───── Provided material ─────

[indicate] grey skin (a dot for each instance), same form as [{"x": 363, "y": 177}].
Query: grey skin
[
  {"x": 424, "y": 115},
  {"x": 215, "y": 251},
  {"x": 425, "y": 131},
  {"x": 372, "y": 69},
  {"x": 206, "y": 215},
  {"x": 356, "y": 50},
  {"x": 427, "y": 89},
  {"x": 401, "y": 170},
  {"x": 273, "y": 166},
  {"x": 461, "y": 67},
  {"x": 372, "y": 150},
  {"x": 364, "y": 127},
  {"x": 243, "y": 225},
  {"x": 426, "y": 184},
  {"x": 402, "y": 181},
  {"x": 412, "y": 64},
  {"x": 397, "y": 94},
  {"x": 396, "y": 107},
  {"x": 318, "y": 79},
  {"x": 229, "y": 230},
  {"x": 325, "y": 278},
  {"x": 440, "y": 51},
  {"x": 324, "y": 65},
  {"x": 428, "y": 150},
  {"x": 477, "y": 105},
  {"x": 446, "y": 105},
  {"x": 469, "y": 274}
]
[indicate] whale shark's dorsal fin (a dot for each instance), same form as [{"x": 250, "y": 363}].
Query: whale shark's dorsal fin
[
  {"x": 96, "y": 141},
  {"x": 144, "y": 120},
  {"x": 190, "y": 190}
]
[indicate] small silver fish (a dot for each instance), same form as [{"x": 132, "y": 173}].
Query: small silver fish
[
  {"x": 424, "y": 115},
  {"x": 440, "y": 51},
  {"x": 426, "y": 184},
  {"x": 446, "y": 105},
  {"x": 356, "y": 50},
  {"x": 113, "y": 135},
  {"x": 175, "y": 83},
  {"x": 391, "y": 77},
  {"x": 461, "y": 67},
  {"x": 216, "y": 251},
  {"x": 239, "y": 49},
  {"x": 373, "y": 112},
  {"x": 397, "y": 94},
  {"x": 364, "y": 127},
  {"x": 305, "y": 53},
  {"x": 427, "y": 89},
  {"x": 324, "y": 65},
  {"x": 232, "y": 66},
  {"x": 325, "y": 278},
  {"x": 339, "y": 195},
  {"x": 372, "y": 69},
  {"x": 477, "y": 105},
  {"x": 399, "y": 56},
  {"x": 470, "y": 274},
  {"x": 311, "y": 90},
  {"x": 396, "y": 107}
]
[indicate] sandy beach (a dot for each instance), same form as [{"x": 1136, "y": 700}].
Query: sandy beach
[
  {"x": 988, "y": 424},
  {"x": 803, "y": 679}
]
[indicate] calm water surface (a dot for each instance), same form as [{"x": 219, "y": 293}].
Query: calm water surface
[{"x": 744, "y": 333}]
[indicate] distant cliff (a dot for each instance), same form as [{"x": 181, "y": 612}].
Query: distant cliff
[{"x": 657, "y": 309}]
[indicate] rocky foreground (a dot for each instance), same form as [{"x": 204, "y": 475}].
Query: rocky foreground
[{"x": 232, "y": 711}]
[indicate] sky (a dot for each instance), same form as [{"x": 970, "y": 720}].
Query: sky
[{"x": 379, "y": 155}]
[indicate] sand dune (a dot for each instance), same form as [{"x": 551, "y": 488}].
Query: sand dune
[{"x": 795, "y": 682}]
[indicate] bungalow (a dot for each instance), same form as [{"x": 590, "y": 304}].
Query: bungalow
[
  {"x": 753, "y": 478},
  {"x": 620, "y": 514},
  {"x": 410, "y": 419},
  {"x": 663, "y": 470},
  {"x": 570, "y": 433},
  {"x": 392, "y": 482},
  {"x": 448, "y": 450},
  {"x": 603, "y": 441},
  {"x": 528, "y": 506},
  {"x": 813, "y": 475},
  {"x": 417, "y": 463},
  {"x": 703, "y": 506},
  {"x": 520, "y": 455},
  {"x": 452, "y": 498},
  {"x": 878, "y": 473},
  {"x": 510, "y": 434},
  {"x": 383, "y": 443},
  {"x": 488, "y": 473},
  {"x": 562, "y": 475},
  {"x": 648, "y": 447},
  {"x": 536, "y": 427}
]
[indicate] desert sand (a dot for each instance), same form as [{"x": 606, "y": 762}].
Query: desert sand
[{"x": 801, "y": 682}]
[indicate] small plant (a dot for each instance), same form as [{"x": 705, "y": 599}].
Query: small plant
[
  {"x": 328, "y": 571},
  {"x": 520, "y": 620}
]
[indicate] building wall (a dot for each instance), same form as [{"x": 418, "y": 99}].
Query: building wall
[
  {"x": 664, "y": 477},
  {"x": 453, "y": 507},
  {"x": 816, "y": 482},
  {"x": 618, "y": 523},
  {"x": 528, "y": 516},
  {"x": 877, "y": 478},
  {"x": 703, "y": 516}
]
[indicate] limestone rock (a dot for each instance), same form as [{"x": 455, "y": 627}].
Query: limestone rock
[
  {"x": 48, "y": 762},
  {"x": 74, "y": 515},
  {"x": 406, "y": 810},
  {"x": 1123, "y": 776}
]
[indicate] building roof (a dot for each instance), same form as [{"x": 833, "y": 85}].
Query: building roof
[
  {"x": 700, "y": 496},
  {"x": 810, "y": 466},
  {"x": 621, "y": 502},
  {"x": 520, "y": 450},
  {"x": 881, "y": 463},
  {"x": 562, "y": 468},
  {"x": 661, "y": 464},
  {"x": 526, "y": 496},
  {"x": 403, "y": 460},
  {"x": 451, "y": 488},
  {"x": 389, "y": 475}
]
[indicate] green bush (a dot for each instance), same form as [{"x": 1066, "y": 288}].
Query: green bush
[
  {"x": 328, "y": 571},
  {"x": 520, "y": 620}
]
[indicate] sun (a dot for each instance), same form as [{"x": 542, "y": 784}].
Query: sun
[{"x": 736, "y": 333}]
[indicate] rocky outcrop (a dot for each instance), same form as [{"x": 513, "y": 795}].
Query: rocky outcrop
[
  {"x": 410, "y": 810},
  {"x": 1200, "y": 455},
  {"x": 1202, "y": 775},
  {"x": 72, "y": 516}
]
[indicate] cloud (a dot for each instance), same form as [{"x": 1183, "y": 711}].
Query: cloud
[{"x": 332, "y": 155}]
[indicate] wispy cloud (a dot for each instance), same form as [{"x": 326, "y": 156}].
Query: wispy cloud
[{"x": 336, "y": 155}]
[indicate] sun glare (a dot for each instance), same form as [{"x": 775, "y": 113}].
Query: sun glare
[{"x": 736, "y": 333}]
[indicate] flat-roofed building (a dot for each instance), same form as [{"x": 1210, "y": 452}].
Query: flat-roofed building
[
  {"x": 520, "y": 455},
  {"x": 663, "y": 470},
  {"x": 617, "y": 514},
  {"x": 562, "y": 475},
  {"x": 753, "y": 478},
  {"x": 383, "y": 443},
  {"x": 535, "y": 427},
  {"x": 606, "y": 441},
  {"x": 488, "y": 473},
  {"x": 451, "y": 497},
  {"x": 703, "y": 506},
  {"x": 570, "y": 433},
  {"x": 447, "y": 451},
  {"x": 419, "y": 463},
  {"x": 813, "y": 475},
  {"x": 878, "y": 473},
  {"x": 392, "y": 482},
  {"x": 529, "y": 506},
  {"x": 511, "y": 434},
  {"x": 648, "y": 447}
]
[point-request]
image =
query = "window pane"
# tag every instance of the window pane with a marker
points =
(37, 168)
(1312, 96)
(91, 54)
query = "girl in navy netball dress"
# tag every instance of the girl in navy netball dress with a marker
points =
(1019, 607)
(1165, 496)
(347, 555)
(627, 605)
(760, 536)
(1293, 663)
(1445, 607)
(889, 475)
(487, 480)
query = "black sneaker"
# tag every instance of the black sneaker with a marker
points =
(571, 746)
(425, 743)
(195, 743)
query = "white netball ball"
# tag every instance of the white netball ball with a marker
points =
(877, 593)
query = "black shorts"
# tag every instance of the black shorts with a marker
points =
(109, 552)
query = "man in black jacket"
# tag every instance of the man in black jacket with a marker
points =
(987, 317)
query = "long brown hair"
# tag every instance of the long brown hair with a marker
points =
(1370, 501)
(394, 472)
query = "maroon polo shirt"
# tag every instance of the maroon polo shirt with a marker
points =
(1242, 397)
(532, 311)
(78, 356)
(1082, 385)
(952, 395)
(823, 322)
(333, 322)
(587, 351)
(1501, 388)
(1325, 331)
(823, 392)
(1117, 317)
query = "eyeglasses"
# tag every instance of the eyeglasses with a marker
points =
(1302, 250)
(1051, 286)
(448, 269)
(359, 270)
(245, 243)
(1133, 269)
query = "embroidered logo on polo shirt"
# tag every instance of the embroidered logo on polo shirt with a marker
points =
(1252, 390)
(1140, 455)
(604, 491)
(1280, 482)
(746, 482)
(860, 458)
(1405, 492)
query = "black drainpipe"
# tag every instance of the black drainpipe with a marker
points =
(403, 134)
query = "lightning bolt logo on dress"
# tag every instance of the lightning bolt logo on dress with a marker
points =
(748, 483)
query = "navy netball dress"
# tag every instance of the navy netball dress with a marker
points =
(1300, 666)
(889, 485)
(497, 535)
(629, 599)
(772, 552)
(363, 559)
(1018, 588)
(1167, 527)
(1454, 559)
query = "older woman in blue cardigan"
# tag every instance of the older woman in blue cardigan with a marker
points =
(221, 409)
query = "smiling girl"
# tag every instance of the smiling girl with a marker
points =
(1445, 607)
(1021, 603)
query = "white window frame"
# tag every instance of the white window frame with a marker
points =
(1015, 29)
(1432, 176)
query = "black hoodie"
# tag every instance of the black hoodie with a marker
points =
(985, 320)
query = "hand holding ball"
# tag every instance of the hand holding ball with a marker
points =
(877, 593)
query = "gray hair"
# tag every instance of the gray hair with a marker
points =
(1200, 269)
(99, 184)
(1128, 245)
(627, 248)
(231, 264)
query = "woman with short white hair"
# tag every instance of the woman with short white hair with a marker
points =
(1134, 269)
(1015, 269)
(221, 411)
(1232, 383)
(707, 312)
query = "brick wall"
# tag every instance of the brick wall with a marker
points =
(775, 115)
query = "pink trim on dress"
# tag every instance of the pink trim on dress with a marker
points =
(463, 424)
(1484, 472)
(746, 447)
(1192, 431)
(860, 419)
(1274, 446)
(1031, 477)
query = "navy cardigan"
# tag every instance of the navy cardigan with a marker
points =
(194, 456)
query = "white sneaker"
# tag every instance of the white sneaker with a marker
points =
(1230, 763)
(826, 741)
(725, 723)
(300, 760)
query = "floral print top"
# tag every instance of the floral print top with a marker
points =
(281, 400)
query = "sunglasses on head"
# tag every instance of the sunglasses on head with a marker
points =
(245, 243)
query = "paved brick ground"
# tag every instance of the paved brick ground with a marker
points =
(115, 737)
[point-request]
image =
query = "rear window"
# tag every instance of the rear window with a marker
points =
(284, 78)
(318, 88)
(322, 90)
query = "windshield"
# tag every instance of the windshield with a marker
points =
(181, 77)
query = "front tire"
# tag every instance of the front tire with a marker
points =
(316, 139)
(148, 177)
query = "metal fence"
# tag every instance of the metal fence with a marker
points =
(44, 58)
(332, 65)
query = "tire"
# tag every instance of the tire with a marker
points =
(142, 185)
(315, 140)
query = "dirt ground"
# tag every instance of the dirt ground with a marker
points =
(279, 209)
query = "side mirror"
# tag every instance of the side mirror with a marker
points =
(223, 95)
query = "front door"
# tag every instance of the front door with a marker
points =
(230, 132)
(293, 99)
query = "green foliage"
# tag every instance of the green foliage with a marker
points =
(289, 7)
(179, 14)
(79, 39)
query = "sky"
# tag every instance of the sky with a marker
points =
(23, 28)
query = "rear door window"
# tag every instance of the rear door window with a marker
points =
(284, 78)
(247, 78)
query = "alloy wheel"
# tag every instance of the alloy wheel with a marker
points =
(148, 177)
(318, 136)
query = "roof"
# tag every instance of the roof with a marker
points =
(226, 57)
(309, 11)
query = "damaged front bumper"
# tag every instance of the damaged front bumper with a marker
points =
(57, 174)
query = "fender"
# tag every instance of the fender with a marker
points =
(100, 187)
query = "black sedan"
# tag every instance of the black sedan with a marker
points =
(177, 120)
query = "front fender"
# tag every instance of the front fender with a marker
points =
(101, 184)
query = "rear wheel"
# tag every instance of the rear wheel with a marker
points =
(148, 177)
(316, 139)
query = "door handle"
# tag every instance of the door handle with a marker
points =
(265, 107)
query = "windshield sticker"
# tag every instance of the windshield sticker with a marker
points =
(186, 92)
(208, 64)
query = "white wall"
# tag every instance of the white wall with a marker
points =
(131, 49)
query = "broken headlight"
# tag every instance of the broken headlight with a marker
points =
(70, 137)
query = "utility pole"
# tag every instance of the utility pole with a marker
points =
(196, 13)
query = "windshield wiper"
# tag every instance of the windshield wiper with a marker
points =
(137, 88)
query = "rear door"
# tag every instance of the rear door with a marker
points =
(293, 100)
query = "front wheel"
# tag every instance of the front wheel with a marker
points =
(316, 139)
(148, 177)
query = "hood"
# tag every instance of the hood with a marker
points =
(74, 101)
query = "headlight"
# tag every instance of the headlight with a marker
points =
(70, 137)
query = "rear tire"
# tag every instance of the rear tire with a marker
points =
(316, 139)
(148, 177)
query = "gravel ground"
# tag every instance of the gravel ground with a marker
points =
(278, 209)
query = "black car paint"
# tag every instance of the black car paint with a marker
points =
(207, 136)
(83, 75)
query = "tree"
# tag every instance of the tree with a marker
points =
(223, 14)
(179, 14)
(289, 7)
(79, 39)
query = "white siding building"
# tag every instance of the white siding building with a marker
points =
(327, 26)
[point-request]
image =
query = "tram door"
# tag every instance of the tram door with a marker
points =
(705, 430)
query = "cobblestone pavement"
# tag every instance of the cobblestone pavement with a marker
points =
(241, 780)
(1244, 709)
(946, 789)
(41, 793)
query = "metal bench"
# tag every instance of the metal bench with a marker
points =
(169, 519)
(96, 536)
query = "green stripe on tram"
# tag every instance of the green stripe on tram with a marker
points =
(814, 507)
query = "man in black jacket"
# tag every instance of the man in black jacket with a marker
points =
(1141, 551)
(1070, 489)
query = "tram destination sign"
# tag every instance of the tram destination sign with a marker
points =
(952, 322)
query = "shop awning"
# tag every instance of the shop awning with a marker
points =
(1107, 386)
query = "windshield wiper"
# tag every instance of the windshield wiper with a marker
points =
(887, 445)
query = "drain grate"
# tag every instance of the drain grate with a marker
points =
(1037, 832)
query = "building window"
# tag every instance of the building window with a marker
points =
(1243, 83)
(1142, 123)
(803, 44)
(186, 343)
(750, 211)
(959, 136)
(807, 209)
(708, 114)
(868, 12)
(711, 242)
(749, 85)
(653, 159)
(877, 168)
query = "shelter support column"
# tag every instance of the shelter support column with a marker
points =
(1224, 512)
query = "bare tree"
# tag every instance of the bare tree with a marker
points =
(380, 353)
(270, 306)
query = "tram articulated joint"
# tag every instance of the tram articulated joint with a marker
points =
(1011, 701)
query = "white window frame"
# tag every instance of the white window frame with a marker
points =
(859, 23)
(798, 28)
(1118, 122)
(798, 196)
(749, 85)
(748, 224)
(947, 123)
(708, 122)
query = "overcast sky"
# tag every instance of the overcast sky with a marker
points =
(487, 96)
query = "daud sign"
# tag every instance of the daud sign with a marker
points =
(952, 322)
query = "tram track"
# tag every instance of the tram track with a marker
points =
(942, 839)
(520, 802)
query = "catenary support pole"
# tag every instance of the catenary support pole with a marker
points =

─────

**Task to carry out:** Find every line in the records above that contains the string "sign", treating uppercase and lowercase as distinct, and copy each of those lines.

**The output:**
query = "tram destination sign"
# tag every instance of the tram destination sign with a marker
query = "daud sign"
# tag every instance of the daud sign with a marker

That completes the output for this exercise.